"""

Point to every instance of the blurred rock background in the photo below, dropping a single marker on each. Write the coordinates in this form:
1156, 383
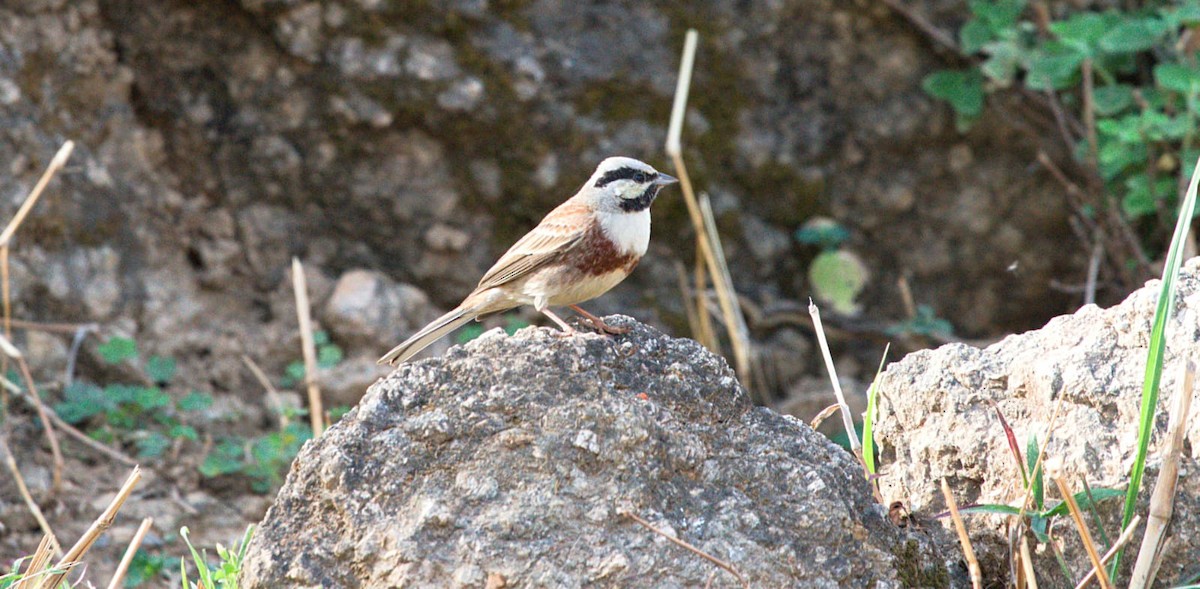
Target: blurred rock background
399, 146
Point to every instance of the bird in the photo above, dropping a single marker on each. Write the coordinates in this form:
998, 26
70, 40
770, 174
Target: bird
582, 248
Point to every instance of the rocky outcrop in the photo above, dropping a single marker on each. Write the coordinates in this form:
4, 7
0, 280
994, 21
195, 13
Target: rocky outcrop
217, 139
937, 419
521, 461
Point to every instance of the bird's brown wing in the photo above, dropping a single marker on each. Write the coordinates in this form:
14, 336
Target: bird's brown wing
561, 230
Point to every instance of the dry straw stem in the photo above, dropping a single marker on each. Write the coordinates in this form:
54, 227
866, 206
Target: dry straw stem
11, 350
71, 430
1162, 500
967, 550
1123, 539
36, 568
59, 161
127, 559
847, 420
89, 538
304, 313
1030, 578
1084, 534
707, 240
689, 547
24, 494
273, 396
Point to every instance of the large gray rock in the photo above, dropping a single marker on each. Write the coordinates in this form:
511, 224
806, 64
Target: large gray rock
937, 420
514, 461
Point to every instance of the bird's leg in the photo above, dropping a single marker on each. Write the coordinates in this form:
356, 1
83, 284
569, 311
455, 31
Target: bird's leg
598, 323
567, 329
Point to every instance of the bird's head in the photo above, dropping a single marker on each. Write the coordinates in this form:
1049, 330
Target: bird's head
625, 184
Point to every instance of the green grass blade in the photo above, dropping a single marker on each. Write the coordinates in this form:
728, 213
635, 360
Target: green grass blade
1155, 356
869, 416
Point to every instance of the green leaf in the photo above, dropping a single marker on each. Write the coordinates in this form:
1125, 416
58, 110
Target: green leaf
973, 35
961, 88
1081, 498
1156, 353
1084, 28
837, 277
1111, 100
82, 401
161, 370
1054, 66
118, 349
149, 398
180, 431
1177, 77
227, 457
1032, 450
195, 401
1133, 35
328, 356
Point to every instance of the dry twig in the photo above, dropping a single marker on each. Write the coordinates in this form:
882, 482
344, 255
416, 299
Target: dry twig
89, 538
967, 550
1162, 499
691, 548
304, 313
1084, 533
127, 559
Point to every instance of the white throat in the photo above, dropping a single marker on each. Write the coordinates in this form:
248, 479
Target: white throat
629, 230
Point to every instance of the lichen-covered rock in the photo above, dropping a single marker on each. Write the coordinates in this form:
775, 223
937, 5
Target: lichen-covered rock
937, 419
520, 460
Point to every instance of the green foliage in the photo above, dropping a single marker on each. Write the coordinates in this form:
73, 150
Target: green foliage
925, 323
139, 415
263, 460
1155, 355
1146, 88
225, 574
149, 566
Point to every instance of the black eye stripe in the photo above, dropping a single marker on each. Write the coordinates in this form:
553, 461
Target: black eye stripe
624, 174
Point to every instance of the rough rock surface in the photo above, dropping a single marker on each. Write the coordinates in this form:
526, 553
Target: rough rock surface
216, 139
936, 420
516, 458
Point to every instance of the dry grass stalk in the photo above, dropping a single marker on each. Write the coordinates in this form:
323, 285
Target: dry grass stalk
691, 548
735, 322
823, 415
36, 566
1084, 533
1123, 539
89, 538
25, 496
1030, 577
273, 396
707, 241
304, 313
11, 350
127, 559
1162, 500
57, 163
847, 419
117, 455
967, 550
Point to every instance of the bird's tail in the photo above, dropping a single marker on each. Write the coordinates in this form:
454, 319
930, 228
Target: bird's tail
430, 334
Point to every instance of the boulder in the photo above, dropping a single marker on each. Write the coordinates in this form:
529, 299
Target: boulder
939, 419
527, 461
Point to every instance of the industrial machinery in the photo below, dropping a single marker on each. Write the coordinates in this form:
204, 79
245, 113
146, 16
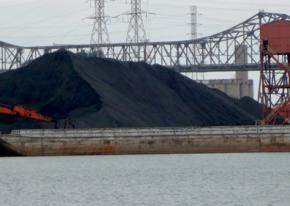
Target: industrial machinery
275, 72
24, 112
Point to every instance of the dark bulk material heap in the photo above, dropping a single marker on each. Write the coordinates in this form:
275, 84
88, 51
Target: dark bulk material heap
93, 93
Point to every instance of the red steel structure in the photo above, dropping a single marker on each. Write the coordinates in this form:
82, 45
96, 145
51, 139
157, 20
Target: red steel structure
275, 82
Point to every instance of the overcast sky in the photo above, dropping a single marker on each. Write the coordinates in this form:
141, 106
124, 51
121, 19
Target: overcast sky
44, 22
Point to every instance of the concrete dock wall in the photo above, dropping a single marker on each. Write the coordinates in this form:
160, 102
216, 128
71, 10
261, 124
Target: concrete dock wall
149, 141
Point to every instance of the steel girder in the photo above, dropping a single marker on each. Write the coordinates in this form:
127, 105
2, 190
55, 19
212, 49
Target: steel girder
217, 51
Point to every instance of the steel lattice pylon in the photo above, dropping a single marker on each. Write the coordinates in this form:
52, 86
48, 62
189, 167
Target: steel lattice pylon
100, 34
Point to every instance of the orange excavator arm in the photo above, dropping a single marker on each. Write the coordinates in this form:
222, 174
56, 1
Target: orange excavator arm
24, 112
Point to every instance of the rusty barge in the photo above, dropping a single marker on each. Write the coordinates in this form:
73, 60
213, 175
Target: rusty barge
147, 141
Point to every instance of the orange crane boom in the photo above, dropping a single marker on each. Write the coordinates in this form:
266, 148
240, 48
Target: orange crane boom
24, 112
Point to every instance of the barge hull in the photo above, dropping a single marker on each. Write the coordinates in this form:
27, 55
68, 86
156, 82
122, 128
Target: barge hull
148, 141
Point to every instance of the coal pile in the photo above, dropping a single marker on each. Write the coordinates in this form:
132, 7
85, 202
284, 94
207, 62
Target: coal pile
91, 92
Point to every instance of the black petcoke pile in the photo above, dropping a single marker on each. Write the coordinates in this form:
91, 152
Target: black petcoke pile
93, 92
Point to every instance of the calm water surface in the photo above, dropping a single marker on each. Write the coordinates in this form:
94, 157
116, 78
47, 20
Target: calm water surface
216, 179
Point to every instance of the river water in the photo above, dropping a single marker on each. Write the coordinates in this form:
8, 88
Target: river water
184, 180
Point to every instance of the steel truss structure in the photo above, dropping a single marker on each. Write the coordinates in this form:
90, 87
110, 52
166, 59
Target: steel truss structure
212, 53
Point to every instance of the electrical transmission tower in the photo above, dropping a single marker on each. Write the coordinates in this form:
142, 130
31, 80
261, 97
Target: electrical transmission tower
193, 22
194, 35
136, 31
100, 34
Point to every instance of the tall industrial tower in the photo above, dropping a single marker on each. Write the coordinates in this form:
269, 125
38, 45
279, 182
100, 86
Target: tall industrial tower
193, 35
136, 31
100, 34
193, 22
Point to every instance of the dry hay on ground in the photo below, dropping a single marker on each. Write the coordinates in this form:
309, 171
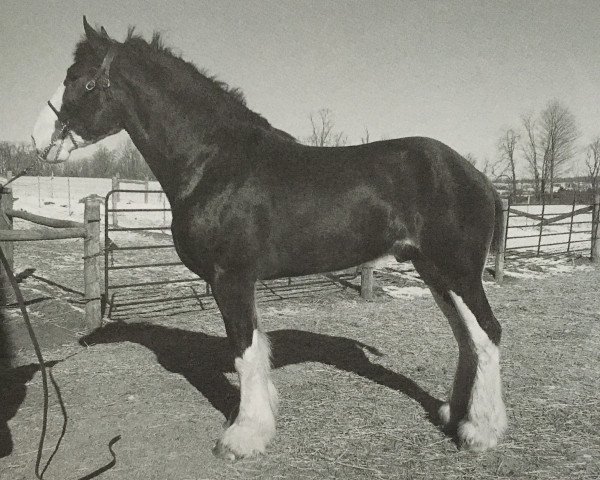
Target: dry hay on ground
347, 411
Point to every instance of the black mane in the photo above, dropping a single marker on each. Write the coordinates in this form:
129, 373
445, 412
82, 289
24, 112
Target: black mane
190, 79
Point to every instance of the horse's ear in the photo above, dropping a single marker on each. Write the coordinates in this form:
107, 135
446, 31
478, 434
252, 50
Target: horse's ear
98, 42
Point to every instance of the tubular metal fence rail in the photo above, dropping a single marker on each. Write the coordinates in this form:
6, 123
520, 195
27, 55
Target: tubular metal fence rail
549, 229
528, 231
125, 294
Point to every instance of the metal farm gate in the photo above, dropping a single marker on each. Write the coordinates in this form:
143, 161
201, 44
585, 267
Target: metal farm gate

"""

▶ **Work order**:
Provide nothing but the number of lines in the material above in which the string "gate" is found.

▶ **Answer to this problem**:
2